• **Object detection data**
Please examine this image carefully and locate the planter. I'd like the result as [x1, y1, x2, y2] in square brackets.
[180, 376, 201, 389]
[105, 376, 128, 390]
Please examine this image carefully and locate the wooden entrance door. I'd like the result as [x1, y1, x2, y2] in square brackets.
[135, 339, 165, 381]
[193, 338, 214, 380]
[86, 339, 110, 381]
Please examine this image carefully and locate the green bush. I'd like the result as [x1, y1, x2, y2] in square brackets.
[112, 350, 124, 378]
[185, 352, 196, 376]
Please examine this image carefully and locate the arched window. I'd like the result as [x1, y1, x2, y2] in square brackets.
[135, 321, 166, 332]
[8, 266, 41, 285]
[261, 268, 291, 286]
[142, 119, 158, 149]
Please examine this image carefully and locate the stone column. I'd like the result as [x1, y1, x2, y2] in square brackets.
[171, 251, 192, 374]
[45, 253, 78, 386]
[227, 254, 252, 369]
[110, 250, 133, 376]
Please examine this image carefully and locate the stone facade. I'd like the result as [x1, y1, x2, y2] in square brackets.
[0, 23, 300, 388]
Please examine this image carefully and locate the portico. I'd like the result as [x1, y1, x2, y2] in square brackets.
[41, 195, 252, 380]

• **Exercise description**
Reproduce all of the lines above verbatim, from first to last.

• **Full solution**
Please examine this image carefully and locate the planter. I'd like the result as [x1, y1, x2, y2] in square brackets.
[180, 376, 201, 389]
[105, 376, 128, 390]
Please examine this image carefully and locate the wooden entrance door. I'd like the result as [x1, y1, x2, y2] in square brackets.
[135, 339, 165, 381]
[193, 338, 214, 380]
[86, 339, 110, 381]
Please examine this image carefully and locate the green bush. I'd like the result as [x1, y1, x2, y2] in square brackets.
[112, 350, 124, 378]
[185, 352, 196, 376]
Please examine this image carefully and locate the arched window. I'd like the result as [x1, y1, x2, y2] in square brackets.
[135, 321, 166, 332]
[8, 266, 41, 285]
[261, 268, 291, 286]
[142, 119, 158, 149]
Please examine this image carefully and locate the stone column. I'd like the result as [x1, y1, x2, y2] in square brackets.
[171, 251, 192, 374]
[45, 253, 78, 386]
[227, 254, 252, 369]
[110, 250, 133, 376]
Please examine this image carefully and locate the stone facade. I'd like the result as [x1, y1, x2, y2] in square brackets.
[0, 23, 300, 388]
Please examine this image carefully and locate the portico. I'd like the result as [x1, y1, x2, y2] in square brackets.
[41, 195, 252, 380]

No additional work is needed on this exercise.